## Input material
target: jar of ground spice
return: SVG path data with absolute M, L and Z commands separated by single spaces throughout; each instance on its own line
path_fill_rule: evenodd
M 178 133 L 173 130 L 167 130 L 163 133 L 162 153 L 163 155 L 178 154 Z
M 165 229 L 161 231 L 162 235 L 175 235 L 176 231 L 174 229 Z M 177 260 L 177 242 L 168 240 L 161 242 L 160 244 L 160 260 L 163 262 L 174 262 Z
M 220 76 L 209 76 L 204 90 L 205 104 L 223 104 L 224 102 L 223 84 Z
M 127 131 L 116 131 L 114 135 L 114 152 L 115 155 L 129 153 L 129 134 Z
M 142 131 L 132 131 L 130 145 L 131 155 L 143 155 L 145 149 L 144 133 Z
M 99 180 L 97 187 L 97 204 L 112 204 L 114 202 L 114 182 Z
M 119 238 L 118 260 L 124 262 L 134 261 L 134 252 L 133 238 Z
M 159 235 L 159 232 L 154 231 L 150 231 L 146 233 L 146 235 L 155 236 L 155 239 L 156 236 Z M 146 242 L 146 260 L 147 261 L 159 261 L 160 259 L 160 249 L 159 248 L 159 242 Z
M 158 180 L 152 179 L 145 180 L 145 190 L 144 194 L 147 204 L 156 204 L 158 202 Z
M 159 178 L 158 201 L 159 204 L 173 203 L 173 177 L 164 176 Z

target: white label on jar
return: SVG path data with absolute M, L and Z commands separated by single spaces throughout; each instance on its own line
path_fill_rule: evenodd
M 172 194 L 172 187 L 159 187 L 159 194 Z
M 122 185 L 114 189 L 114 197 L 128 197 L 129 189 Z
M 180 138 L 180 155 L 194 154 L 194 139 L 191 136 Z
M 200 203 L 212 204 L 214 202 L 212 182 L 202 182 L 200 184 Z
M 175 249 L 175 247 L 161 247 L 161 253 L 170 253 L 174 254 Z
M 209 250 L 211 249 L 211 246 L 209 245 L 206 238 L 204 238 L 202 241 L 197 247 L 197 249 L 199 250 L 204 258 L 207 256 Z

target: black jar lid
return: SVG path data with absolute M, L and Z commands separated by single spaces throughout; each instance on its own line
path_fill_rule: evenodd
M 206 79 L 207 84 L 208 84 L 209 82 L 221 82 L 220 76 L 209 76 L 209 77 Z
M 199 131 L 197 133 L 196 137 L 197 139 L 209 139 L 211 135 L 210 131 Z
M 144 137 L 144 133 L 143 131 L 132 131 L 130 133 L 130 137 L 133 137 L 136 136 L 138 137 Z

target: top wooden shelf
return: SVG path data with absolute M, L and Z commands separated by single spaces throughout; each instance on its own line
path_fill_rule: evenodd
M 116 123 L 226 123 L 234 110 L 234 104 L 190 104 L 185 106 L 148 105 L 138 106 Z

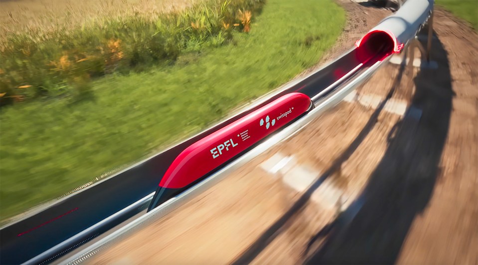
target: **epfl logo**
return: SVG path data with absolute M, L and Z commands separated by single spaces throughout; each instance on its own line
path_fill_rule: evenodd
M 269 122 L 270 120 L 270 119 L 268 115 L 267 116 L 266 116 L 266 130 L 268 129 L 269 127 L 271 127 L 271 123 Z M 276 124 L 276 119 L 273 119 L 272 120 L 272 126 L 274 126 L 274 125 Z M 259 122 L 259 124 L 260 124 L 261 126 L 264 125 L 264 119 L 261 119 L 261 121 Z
==
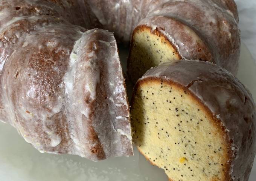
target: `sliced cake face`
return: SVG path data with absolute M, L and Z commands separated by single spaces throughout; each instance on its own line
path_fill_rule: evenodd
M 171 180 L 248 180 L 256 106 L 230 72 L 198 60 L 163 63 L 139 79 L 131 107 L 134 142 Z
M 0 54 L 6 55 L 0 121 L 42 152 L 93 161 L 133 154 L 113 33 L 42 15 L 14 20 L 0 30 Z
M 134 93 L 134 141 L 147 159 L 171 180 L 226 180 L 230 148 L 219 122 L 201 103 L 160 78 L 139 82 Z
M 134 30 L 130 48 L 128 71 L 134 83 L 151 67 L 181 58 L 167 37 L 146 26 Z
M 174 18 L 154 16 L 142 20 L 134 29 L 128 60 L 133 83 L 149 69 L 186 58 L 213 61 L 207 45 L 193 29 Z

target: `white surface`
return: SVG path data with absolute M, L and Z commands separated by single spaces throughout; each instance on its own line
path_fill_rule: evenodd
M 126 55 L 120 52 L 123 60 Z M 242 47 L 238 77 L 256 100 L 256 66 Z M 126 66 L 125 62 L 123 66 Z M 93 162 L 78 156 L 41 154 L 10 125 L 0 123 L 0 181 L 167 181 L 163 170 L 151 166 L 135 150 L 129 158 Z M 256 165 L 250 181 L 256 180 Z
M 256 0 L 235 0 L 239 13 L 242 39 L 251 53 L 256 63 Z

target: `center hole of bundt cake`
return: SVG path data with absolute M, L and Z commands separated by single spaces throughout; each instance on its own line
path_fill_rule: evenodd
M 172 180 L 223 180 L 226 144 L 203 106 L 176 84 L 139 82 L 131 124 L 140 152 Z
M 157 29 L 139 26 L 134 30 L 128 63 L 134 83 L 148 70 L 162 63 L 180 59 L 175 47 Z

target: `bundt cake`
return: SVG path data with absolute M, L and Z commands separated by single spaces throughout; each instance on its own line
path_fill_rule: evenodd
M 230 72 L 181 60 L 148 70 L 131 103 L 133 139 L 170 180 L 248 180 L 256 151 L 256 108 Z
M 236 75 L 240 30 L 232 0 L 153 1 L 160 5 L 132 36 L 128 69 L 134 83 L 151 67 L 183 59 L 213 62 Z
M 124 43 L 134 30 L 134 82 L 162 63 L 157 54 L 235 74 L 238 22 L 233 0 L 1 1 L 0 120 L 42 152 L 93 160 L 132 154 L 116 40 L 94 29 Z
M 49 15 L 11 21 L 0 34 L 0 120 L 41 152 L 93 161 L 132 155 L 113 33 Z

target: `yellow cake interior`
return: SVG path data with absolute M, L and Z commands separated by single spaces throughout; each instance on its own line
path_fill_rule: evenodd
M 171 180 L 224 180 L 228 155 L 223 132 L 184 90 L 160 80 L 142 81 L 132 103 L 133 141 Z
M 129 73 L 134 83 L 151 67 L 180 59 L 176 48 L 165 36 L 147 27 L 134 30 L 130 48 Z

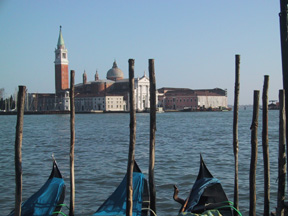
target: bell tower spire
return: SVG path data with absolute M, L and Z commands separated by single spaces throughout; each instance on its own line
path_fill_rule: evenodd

## Exercise details
Print the lines of the listing from the line containing "target: jar of ground spice" through the line containing "M 209 250 L", including both of those lines, with each one unchanged.

## Answer to this exercise
target: jar of ground spice
return: SVG path data with absolute M, L and Z commands separated by single spaces throughout; each instance on its own line
path_fill_rule: evenodd
M 178 133 L 173 130 L 167 130 L 163 133 L 162 153 L 163 155 L 178 154 Z
M 165 229 L 161 231 L 162 235 L 175 235 L 176 231 L 174 229 Z M 177 260 L 177 242 L 168 240 L 161 242 L 160 244 L 160 260 L 163 262 L 174 262 Z
M 220 76 L 209 76 L 204 90 L 205 104 L 223 104 L 224 102 L 223 84 Z
M 127 131 L 116 131 L 114 135 L 114 152 L 115 155 L 129 153 L 129 134 Z
M 142 131 L 132 131 L 130 145 L 131 155 L 143 155 L 145 149 L 144 133 Z
M 99 180 L 97 187 L 97 204 L 112 204 L 114 202 L 114 182 Z
M 119 238 L 118 260 L 124 262 L 134 261 L 134 252 L 133 238 Z
M 159 235 L 159 232 L 154 231 L 150 231 L 146 233 L 146 235 L 155 236 L 155 239 L 156 236 Z M 146 242 L 146 260 L 147 261 L 159 261 L 160 259 L 160 249 L 159 248 L 159 242 Z
M 158 180 L 152 179 L 145 180 L 145 190 L 144 194 L 147 204 L 156 204 L 158 202 Z
M 159 178 L 158 201 L 159 204 L 173 203 L 173 177 L 164 176 Z

target: white label on jar
return: SVG path data with absolute M, L and Z commands separated by single spaces throughout; each instance on its own line
path_fill_rule: evenodd
M 172 194 L 172 187 L 159 187 L 159 194 Z
M 122 185 L 114 189 L 114 197 L 128 197 L 129 189 Z
M 180 138 L 180 155 L 194 154 L 194 139 L 191 136 Z
M 200 203 L 212 204 L 214 202 L 212 182 L 202 182 L 200 184 Z
M 175 249 L 175 247 L 161 247 L 161 253 L 170 253 L 174 254 Z
M 209 250 L 211 249 L 211 246 L 209 245 L 206 238 L 204 238 L 202 241 L 197 247 L 197 249 L 199 250 L 204 258 L 207 256 Z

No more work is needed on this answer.